What is required
Look below for the line that has "Target: excavator". Set down the lines from there through the line that has "Please answer as", exactly as written.

Dataset records
┄┄┄┄┄┄┄┄┄┄┄┄┄┄┄┄┄┄┄┄

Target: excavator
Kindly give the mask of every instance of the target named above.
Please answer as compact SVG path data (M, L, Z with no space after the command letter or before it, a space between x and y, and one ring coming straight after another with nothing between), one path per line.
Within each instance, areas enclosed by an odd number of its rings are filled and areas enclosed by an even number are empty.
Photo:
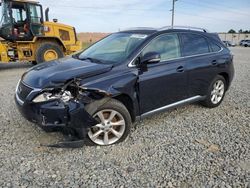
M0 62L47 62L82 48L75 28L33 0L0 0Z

┄┄┄┄┄┄┄┄┄┄┄┄┄┄┄┄┄┄┄┄

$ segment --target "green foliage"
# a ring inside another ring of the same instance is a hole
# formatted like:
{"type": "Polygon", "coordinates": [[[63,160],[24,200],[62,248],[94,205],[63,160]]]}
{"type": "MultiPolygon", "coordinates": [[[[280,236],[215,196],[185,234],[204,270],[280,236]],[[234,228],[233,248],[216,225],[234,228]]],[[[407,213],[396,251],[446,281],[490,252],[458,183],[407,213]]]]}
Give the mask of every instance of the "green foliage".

┄┄┄┄┄┄┄┄┄┄┄┄┄┄┄┄┄┄┄┄

Result for this task
Target: excavator
Kindly give the mask of every instance of the target named above.
Please answer as compact SVG path data (M, L, Z with no space after the command letter or before it, a space between x and y, and one ring coming straight after another with nothing between), one path per line.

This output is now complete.